#### [PAGE TEXT]
How to use the Pandas set_index() and reset_index() functions

Learn how to use the Pandas set_index() and reset_index() functions to add and remove a single or multi-level index to your dataframe.

How to use the Pandas set_index() and reset_index() functions
Picture by Nothing Ahead, Pexels.
11 minutes to read

While many Pandas operations don’t require or benefit from an explicitly named index on the dataframe, named indexes (or indices) can be beneficial for some tasks because a wide range of functions are designed to let you manipulate the data based on index values.

By default, Pandas will add a basic numeric index and this is fine for most tasks. However, you can also add explicitly named indexes with a single level or a multi-level or hierarchical index using the pandas.DataFrame.set_index() method. Similarly, you can remove, drop, or reset indexes using the pandas.DataFrame.reset_index() method. In this quick tutorial I’ll show you how to use them.

Create a dataframe with a single index

To get started, open a Jupyter notebook and import the Pandas library using the import pandas as pd naming convention. Then either import data into Pandas from a CSV file or create a dataframe of dummy data to work with. Note that when the dataframe is created, Pandas will add its own numeric index without the need for you to explicitly set a column to use as the index.

#### [TASKS]
**1.** Duplicate the passage of the Pandas index tutorial word for word, beginning at the words "By default, Pandas" and ending after "as the index.".
**2.** Find each line of the listing that contains the string "test" and copy those lines out.

#### [Location identification listing]
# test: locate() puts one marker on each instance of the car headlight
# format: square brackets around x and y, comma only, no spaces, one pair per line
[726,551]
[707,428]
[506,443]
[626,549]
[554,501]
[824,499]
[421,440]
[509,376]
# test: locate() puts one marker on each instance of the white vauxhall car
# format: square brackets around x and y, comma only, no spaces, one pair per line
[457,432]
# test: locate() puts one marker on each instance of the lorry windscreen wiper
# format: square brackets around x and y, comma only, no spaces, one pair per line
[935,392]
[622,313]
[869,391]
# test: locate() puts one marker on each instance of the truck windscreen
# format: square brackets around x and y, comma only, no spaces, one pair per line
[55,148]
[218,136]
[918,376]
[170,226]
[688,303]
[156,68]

#### [EXERCISE ANSWERS]
**1.**
By default, Pandas will add a basic numeric index and this is fine for most tasks. However, you can also add explicitly named indexes with a single level or a multi-level or hierarchical index using the pandas.DataFrame.set_index() method. Similarly, you can remove, drop, or reset indexes using the pandas.DataFrame.reset_index() method. In this quick tutorial I’ll show you how to use them.

Create a dataframe with a single index

To get started, open a Jupyter notebook and import the Pandas library using the import pandas as pd naming convention. Then either import data into Pandas from a CSV file or create a dataframe of dummy data to work with. Note that when the dataframe is created, Pandas will add its own numeric index without the need for you to explicitly set a column to use as the index.

**2.**
# test: locate() puts one marker on each instance of the car headlight
# test: locate() puts one marker on each instance of the white vauxhall car
# test: locate() puts one marker on each instance of the lorry windscreen wiper
# test: locate() puts one marker on each instance of the truck windscreen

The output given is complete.